Given records below:

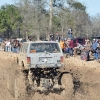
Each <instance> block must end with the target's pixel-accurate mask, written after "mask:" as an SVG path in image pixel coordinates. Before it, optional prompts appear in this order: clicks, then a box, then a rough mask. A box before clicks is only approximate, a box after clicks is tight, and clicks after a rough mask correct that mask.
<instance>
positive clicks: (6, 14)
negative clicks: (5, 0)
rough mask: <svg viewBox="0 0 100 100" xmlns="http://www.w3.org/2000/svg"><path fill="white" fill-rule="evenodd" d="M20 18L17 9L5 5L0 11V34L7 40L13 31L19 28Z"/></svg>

End of Given records.

▶ Exercise requirements:
Copy out every line of the items above that contains the string "mask".

▶ Task answer:
Each <instance> block must end with the target's pixel-accurate mask, written after "mask:" as an SVG path in image pixel coordinates. Before it, optional prompts appear in this order: clicks, then a box, then a rough mask. A box before clicks is only approximate, a box after clicks is tight, and clicks after a rough mask correct that mask.
rough mask: <svg viewBox="0 0 100 100" xmlns="http://www.w3.org/2000/svg"><path fill="white" fill-rule="evenodd" d="M20 18L17 9L5 5L0 11V34L7 40L13 31L19 28Z"/></svg>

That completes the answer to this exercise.